PROMPT ::
Reproduce every line of the listing below, requests included, but multiply each coordinate in the answers by 0.85 and round to the nearest whole number, with halves rounding up.

========================================================================

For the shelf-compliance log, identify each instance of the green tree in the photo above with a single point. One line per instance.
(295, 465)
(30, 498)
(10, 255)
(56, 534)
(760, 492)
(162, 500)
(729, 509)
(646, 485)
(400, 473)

========================================================================

COMPLETED TASK ::
For the shelf-compliance log, identify each instance of the green tree in the photo above with a single point. One line per instance.
(251, 395)
(26, 423)
(9, 217)
(48, 454)
(646, 418)
(138, 425)
(620, 433)
(549, 412)
(340, 402)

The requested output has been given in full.